[Records shown]:
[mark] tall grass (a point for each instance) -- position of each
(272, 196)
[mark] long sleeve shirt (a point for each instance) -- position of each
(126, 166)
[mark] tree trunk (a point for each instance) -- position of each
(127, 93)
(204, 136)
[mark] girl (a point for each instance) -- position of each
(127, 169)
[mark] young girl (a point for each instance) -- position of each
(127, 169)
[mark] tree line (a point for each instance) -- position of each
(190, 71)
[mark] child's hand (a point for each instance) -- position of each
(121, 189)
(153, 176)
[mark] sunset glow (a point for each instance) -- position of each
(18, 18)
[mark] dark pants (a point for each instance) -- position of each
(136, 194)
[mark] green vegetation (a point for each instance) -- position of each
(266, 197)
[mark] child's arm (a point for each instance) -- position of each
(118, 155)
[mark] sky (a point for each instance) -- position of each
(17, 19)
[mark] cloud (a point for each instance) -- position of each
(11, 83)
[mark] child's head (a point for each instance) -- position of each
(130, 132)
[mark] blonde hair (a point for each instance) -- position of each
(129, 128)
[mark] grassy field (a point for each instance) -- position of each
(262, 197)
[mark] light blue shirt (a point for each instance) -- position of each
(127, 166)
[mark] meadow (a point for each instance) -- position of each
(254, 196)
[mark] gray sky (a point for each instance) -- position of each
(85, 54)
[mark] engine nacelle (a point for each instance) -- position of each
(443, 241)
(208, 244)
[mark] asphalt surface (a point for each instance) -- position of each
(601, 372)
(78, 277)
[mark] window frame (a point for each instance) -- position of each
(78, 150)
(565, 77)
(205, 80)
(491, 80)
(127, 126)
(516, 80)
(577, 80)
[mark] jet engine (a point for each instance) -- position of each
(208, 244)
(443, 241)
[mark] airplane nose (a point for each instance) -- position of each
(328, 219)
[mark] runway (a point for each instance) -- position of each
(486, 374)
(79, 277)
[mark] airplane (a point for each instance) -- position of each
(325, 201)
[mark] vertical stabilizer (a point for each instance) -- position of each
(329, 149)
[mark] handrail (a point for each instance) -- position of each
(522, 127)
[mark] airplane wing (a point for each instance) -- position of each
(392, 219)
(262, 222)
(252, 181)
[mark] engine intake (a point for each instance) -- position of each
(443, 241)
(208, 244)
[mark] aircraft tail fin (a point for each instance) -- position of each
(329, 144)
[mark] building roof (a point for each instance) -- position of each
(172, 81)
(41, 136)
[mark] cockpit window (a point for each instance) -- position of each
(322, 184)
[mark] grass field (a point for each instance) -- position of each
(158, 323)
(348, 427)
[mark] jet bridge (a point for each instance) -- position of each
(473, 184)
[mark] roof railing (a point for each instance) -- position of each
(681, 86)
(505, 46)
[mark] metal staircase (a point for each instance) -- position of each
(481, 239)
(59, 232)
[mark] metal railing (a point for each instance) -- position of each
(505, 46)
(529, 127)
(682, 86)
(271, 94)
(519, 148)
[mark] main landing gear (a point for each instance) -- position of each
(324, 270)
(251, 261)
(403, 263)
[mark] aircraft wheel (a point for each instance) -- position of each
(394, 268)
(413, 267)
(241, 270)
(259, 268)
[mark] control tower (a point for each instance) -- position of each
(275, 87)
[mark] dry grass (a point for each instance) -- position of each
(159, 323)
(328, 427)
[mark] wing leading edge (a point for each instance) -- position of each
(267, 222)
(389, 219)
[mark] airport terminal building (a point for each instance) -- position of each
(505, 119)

[What you have to do]: Please give all of the data above as a numbered list, leaving out any blank lines.

[Solved exercise]:
1. [mark] tall grass (a point for each instance) -- position of each
2. (272, 196)
3. [mark] long sleeve shirt (a point for each instance) -- position of each
4. (126, 166)
5. [mark] tree trunk (a point for each instance) -- position of each
6. (127, 93)
7. (204, 136)
8. [mark] girl (a point for each instance) -- position of each
9. (127, 169)
10. [mark] young girl (a point for each instance) -- position of each
11. (127, 169)
12. [mark] tree line (a point for each instance) -- position of each
13. (190, 71)
14. [mark] child's hand (a point for each instance) -- position of each
15. (121, 189)
16. (153, 176)
17. [mark] sunset glow (a point for each instance) -- position of each
18. (18, 18)
19. [mark] dark pants (a point for each instance) -- position of each
20. (136, 194)
21. [mark] green vegetation (a point for each instance) -- position of each
22. (266, 197)
23. [mark] child's arm (a point for each instance) -- position of each
24. (118, 155)
25. [mark] sky (a point for each instance) -- position of each
26. (17, 19)
27. [mark] cloud (a point for each instance) -- position of each
28. (11, 83)
29. [mark] child's head (a point for each instance) -- position of each
30. (130, 132)
31. [mark] blonde hair (a point for each instance) -- position of each
32. (129, 128)
33. [mark] grassy field (a point for each instance) -- position of each
34. (262, 197)
35. [mark] light blue shirt (a point for each instance) -- position of each
36. (127, 166)
37. [mark] meadow (a point for each instance) -- position of each
38. (254, 196)
39. [mark] gray sky (a point for each instance) -- position of each
40. (85, 54)
41. [mark] engine nacelle (a point for each instance) -- position of each
42. (443, 241)
43. (208, 244)
44. [mark] asphalt surface (a point for each instance) -- position of each
45. (601, 372)
46. (78, 277)
47. [mark] window frame (a point for each instance) -- position of each
48. (78, 150)
49. (565, 77)
50. (205, 80)
51. (491, 80)
52. (127, 126)
53. (516, 80)
54. (577, 80)
55. [mark] jet engine (a point for each instance) -- position of each
56. (208, 244)
57. (443, 241)
58. [mark] airplane nose (a point for each instance) -- position of each
59. (328, 219)
60. [mark] runway (a point for each instance) -- position of each
61. (486, 374)
62. (79, 277)
63. [mark] airplane (a point for each instance) -- position of each
64. (325, 201)
65. [mark] vertical stabilizer (a point for each instance) -- position of each
66. (329, 149)
67. [mark] handrail (a point for each instance) -- position of each
68. (522, 127)
69. [mark] airplane wing (a point for each instance) -- position of each
70. (392, 219)
71. (262, 222)
72. (252, 181)
73. [mark] engine intake (a point for each instance) -- position of each
74. (443, 241)
75. (208, 244)
76. [mark] aircraft tail fin (a point for each instance) -- position of each
77. (329, 144)
78. [mark] building roof (a point for each instance) -- position of each
79. (172, 81)
80. (41, 136)
81. [mark] cockpit window (a point for each instance) -- position of each
82. (322, 184)
83. [mark] grass field (a point for each instance) -- position of each
84. (158, 323)
85. (348, 427)
86. [mark] jet bridge (a point for each instance) -- position of each
87. (473, 184)
88. [mark] roof railing (a point for each instance) -- position of each
89. (681, 86)
90. (505, 46)
91. [mark] metal staircase (a point for each instance) -- position of each
92. (481, 239)
93. (59, 232)
94. [mark] metal railing (a point for each instance) -- position of each
95. (505, 46)
96. (529, 127)
97. (682, 86)
98. (271, 94)
99. (519, 148)
100. [mark] main landing gear (a point for each instance) -- position of each
101. (324, 270)
102. (251, 261)
103. (403, 263)
104. [mark] aircraft wheel (a point for each instance) -- position of each
105. (394, 268)
106. (413, 267)
107. (241, 270)
108. (259, 268)
109. [mark] control tower (a point for each instance) -- position of each
110. (275, 87)
111. [mark] dry grass (a point for each instance) -- position of each
112. (159, 323)
113. (328, 427)
114. [mark] wing leading edge (a point for each instance) -- position of each
115. (267, 222)
116. (389, 219)
117. [mark] airport terminal building (a point for each instance) -- position of each
118. (505, 119)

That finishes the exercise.